» **Data for this task**:
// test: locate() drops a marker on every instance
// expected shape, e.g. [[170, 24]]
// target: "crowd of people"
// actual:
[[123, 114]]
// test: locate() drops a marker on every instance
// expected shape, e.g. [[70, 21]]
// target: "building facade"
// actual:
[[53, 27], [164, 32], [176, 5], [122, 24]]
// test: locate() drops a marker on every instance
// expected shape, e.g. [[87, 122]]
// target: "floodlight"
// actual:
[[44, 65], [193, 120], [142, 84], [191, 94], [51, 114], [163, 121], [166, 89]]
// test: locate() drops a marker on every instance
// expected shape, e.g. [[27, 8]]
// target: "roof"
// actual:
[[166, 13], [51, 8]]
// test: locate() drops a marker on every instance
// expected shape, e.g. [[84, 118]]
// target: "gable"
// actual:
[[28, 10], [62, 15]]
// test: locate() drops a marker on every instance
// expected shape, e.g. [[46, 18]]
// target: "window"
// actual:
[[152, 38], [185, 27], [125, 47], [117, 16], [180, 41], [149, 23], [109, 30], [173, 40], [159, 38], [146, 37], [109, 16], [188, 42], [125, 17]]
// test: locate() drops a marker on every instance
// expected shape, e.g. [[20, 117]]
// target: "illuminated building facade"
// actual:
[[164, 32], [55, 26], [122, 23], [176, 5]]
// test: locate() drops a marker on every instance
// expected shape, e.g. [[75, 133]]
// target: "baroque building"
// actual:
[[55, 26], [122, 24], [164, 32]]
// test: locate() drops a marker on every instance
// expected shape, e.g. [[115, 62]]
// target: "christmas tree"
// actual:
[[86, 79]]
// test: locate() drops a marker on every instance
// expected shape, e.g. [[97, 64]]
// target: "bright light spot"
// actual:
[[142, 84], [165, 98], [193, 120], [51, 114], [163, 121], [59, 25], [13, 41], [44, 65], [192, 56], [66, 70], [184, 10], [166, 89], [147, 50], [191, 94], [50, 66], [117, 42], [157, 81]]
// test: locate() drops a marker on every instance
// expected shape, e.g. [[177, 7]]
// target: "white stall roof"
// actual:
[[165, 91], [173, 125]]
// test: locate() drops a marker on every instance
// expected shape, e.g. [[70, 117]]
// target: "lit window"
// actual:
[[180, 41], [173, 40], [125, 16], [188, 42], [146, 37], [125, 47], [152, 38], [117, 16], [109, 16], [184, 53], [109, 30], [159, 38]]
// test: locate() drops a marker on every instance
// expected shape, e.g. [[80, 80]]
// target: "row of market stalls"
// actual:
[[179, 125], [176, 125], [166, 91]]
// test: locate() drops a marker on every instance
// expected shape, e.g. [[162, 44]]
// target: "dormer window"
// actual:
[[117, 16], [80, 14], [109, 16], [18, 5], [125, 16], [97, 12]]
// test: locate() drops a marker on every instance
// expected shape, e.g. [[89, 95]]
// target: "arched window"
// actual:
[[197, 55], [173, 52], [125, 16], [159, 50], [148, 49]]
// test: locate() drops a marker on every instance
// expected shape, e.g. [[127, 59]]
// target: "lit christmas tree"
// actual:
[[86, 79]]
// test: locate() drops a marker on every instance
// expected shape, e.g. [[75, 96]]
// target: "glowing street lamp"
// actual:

» **Exercise aim**: Starting at the first line of the entries above and ending at the line that contains "[[55, 26], [122, 24], [164, 32]]", format those lines as a numbered list, including both ends and leaving out any blank lines.

» **Complete answer**:
1. // test: locate() drops a marker on every instance
2. // expected shape, e.g. [[170, 24]]
3. // target: "crowd of people"
4. // actual:
5. [[123, 114]]
6. // test: locate() drops a marker on every instance
7. // expected shape, e.g. [[70, 21]]
8. // target: "building facade"
9. // actual:
10. [[53, 27], [164, 32], [176, 5], [122, 24]]
11. // test: locate() drops a marker on every instance
12. // expected shape, e.g. [[87, 122]]
13. // target: "floodlight"
14. // actual:
15. [[44, 65], [193, 120], [142, 84], [191, 94], [51, 114], [163, 121], [166, 89]]
16. // test: locate() drops a marker on every instance
17. // expected shape, e.g. [[27, 8]]
18. // target: "roof"
19. // actual:
20. [[166, 13], [51, 8]]
21. // test: locate() drops a marker on every instance
22. // expected shape, e.g. [[84, 118]]
23. // target: "gable"
24. // actual:
25. [[28, 10], [62, 15]]
26. // test: locate() drops a marker on every instance
27. // expected shape, e.g. [[46, 18]]
28. // target: "window"
29. // actual:
30. [[152, 38], [185, 27], [125, 47], [117, 16], [180, 41], [149, 23], [109, 30], [173, 40], [159, 38], [146, 37], [109, 16], [188, 42], [125, 17]]
31. // test: locate() drops a marker on every instance
32. // expected shape, e.g. [[20, 117]]
33. // target: "illuminated building facade"
34. // actual:
35. [[164, 32], [55, 26], [122, 23], [176, 5]]
36. // test: locate() drops a marker on every instance
37. // expected shape, e.g. [[75, 133]]
38. // target: "baroque building"
39. // actual:
40. [[55, 26], [122, 24], [164, 32]]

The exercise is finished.